# EXERCISE REQUIREMENTS
What is the number of lines in these records that hold the word "form"? Reply with that number alone.

↓

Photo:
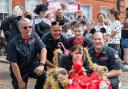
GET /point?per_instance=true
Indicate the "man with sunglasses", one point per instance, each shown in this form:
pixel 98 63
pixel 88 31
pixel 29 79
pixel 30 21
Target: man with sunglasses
pixel 106 56
pixel 23 53
pixel 51 41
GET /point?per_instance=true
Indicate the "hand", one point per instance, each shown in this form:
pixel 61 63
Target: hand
pixel 38 70
pixel 22 85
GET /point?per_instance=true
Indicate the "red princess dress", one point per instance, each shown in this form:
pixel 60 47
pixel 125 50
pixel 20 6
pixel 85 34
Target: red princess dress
pixel 79 80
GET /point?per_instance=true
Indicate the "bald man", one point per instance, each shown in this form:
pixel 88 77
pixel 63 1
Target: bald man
pixel 106 56
pixel 22 53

↑

# RESPONSE AREA
4